Task: The data below is to be copied exactly, line by line.
*** Opening of Task input ***
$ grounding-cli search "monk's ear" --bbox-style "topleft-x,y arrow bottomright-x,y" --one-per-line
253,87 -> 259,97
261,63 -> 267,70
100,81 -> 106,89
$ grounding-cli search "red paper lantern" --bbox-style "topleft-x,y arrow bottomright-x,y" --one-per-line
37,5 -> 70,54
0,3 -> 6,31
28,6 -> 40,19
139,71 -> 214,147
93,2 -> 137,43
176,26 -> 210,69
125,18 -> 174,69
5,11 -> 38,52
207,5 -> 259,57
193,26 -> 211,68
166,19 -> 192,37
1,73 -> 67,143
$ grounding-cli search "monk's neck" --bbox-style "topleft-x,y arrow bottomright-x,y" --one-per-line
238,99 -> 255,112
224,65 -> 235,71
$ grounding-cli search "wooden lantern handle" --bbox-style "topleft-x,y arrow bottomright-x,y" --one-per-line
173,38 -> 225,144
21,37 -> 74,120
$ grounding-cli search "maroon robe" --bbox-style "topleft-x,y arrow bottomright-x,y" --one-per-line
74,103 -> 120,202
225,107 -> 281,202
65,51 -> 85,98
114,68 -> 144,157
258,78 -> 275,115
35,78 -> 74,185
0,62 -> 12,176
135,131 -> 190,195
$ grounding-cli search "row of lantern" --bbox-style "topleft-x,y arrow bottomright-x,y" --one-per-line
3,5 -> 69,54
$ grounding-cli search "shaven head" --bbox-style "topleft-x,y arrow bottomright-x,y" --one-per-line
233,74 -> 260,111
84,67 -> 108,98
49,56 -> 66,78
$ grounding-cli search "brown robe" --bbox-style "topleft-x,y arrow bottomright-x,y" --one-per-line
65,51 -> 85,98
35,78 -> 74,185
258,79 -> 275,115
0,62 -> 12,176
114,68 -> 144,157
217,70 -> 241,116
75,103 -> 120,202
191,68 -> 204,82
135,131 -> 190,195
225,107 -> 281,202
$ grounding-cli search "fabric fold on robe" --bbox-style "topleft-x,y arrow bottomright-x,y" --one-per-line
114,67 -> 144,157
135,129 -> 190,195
*** Close of Task input ***
Solution for this task:
$ grounding-cli search "monk's ear" --bbox-style "topleft-x,y arrow bottomright-x,y" --one-per-line
253,87 -> 259,97
261,63 -> 267,70
100,81 -> 106,89
$ grounding-cli search "red paper lantern" --bbox-style "topleft-x,y arrow bottomright-x,y" --one-per-line
37,5 -> 70,54
0,3 -> 6,31
28,6 -> 40,19
139,71 -> 214,147
93,2 -> 137,43
176,26 -> 210,69
125,18 -> 174,69
5,11 -> 38,52
207,5 -> 259,57
193,26 -> 211,68
166,19 -> 192,37
1,73 -> 67,143
$ grounding-cli search "monk's neck" --bbox-style "topleft-x,y arrow bottomright-x,y" --one-per-line
238,99 -> 255,112
224,65 -> 235,71
$ grounding-cli search "wooden lantern handle" --bbox-style "topleft-x,y arrow bottomright-x,y" --one-per-line
173,38 -> 225,144
21,37 -> 74,120
$ grounding-cli search "maroon robe" --bbox-style "topleft-x,y arrow bottomright-x,y" --one-per-line
74,103 -> 120,202
225,107 -> 281,202
65,51 -> 85,98
114,68 -> 144,157
258,78 -> 275,115
35,78 -> 74,185
0,62 -> 12,176
135,131 -> 190,195
$ grounding-cli search "row of lantern" --bbox-style "topleft-x,y arrow bottomright-x,y" --one-per-line
3,5 -> 69,54
$ grounding-cli search "shaven head" --bbox-style "topleft-x,y arrow bottomright-x,y" --one-per-line
233,74 -> 260,111
84,67 -> 108,98
49,56 -> 66,78
$ grounding-cli search "brown robe" --bbox-style "topleft-x,y arrow bottomright-x,y" --one-per-line
65,51 -> 85,98
35,78 -> 74,185
258,79 -> 275,115
0,62 -> 12,176
114,68 -> 144,157
217,70 -> 241,116
75,103 -> 120,202
191,68 -> 204,82
135,131 -> 190,195
225,107 -> 281,202
$ grounding-cli search "fabric fold on robe" --bbox-style "topleft-x,y arrow bottomright-x,y" --one-per-line
114,67 -> 144,157
135,129 -> 190,195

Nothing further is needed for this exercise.